TASK REQUIREMENTS: The output should consist solely of the lines running from the one that contains "Task: place one keypoint per instance of the salmon" through the end of the records below, copied exactly.
Start of PROVIDED RECORDS
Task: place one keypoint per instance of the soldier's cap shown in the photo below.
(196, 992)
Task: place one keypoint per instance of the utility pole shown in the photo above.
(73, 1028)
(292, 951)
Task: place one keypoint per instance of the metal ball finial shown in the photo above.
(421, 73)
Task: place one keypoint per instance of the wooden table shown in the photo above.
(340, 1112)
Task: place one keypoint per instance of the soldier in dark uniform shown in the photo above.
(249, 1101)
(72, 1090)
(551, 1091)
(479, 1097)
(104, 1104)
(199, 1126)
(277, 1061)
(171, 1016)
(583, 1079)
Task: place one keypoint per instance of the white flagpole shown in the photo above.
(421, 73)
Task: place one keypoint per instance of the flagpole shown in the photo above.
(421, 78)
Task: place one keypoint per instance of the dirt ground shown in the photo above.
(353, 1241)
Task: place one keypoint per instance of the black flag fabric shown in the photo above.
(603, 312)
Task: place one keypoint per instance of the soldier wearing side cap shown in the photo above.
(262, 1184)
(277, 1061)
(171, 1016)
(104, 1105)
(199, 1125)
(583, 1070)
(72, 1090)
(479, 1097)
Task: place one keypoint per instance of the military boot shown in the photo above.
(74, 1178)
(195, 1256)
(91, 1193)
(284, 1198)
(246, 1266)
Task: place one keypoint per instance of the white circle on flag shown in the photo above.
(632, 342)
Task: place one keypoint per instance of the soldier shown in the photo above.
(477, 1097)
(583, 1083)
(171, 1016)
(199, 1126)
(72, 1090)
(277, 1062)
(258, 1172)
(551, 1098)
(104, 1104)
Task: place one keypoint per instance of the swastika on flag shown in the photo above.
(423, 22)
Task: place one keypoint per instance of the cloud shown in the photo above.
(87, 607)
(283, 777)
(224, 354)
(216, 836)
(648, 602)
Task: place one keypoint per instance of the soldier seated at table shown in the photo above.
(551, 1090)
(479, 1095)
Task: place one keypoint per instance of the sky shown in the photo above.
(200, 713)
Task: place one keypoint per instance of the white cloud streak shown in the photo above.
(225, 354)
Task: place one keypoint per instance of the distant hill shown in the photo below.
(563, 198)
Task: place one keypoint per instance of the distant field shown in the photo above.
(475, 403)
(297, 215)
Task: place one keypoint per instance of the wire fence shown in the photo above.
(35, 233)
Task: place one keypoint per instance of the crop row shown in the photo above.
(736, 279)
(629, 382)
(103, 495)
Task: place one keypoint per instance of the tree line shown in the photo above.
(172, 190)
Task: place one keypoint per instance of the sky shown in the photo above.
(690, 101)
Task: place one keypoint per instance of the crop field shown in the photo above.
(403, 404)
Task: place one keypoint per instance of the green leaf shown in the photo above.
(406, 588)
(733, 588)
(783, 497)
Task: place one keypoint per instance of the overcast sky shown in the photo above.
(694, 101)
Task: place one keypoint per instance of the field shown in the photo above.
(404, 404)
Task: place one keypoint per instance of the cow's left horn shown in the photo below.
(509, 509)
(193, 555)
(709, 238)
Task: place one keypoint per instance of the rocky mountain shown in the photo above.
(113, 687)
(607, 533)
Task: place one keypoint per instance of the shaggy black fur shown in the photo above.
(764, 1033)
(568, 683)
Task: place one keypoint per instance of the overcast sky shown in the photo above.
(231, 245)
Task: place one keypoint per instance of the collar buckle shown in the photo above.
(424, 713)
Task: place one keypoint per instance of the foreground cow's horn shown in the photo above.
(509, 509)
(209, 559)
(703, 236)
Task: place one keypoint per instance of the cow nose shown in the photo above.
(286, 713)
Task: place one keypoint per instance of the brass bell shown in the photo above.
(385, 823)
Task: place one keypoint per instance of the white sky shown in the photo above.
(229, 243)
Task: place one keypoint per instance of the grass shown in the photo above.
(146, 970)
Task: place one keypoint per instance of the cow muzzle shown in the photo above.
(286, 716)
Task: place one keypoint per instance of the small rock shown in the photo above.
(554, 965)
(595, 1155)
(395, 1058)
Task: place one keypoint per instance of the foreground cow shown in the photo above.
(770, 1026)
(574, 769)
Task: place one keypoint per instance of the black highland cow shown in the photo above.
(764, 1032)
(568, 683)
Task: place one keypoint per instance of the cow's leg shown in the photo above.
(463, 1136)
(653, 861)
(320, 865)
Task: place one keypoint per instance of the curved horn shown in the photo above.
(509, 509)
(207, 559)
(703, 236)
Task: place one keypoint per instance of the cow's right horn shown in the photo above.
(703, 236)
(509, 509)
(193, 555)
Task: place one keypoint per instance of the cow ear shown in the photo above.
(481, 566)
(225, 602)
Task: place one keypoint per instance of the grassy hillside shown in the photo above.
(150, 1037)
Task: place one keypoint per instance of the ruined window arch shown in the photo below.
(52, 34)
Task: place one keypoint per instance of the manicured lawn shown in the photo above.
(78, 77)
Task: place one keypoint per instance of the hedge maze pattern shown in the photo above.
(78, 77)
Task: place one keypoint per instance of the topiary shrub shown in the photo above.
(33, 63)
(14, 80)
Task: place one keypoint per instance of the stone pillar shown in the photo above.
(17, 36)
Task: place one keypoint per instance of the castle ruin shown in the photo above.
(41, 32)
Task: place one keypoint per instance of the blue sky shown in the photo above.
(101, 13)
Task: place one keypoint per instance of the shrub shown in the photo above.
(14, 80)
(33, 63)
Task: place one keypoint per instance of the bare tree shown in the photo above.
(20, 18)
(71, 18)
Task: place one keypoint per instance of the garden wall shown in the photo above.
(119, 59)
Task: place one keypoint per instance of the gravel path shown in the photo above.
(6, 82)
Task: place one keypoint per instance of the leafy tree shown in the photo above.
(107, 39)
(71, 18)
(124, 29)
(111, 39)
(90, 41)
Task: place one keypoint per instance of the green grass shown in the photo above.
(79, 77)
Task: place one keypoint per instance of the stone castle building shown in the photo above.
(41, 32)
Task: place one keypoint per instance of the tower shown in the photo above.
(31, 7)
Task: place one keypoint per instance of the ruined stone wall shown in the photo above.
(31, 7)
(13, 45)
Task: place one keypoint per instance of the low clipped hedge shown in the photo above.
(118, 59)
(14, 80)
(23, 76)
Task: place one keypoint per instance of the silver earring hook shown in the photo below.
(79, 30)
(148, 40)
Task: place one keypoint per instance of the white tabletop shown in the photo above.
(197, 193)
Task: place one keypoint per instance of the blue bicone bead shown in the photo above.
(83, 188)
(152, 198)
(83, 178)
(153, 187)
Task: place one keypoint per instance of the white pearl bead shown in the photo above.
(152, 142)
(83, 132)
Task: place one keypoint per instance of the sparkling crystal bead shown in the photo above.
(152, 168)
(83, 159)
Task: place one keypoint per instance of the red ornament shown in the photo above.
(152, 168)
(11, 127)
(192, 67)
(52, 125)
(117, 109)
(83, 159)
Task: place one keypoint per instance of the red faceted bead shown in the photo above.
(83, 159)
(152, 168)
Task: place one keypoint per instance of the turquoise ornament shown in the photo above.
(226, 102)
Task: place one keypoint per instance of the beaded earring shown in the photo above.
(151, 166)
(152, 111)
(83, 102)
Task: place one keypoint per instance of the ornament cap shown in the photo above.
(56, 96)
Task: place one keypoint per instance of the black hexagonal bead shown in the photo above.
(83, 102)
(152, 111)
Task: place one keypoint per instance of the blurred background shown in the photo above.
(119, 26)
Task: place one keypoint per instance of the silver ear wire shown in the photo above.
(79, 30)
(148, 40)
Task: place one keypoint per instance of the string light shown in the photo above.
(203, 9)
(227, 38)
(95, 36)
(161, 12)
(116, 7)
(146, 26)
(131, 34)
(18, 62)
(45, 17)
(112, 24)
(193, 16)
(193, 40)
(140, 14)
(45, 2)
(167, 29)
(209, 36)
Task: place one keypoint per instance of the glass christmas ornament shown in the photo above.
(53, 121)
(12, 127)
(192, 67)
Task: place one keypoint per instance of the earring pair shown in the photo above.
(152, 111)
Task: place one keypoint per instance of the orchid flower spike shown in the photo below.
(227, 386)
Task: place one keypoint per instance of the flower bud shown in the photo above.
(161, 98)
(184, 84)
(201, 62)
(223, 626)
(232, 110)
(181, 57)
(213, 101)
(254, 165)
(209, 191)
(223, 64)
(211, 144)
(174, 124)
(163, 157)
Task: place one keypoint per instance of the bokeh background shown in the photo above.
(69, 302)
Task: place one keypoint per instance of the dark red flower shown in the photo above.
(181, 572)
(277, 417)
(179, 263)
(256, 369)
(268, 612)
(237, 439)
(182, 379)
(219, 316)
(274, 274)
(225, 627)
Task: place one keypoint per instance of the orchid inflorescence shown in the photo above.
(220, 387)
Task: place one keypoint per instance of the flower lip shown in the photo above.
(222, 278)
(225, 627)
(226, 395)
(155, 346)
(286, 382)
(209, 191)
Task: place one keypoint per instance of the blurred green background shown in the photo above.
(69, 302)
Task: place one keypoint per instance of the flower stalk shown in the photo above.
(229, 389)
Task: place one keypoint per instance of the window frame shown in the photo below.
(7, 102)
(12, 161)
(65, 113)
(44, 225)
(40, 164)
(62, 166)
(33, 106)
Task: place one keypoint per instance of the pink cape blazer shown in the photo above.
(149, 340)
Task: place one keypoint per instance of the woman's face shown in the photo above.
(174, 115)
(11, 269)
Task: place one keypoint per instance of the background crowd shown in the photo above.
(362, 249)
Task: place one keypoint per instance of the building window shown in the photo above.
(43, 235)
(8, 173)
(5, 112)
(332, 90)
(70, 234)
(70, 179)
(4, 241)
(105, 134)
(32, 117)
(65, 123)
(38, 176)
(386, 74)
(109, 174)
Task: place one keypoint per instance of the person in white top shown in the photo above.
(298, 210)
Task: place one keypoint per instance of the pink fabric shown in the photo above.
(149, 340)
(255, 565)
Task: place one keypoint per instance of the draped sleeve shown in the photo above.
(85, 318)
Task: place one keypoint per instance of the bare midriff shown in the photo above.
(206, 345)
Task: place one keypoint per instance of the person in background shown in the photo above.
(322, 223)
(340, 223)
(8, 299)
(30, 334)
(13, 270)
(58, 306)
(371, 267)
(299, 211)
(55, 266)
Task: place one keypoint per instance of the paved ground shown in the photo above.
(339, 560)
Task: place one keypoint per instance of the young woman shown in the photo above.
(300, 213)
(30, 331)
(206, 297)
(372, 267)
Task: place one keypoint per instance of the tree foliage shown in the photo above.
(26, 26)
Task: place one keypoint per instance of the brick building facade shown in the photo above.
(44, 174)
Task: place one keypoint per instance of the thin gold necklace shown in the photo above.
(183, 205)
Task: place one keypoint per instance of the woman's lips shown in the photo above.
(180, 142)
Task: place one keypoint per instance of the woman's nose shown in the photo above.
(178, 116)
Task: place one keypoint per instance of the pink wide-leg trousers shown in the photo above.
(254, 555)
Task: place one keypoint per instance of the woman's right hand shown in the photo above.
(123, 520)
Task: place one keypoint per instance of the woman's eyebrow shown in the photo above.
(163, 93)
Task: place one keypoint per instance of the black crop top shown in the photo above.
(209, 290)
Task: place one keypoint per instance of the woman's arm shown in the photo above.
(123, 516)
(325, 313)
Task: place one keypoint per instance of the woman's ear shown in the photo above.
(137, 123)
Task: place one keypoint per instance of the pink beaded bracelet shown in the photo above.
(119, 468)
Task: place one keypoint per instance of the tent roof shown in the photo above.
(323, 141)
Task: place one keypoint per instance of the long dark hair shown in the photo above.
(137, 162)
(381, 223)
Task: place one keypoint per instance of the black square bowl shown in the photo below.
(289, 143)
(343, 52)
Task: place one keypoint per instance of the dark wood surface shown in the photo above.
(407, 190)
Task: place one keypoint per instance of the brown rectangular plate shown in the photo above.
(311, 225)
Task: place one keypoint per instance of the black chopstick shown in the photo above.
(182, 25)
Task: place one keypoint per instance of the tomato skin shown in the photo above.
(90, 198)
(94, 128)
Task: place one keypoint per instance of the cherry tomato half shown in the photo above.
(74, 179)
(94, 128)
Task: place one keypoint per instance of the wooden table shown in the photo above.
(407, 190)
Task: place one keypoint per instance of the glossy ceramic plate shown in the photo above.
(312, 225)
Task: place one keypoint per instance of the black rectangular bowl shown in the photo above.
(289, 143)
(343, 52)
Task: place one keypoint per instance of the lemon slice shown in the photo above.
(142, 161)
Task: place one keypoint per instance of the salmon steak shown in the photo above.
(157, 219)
End of PROVIDED RECORDS
OUTPUT OF THE EXERCISE:
Task: place one keypoint per instance of the salmon steak shown in the photo above.
(157, 219)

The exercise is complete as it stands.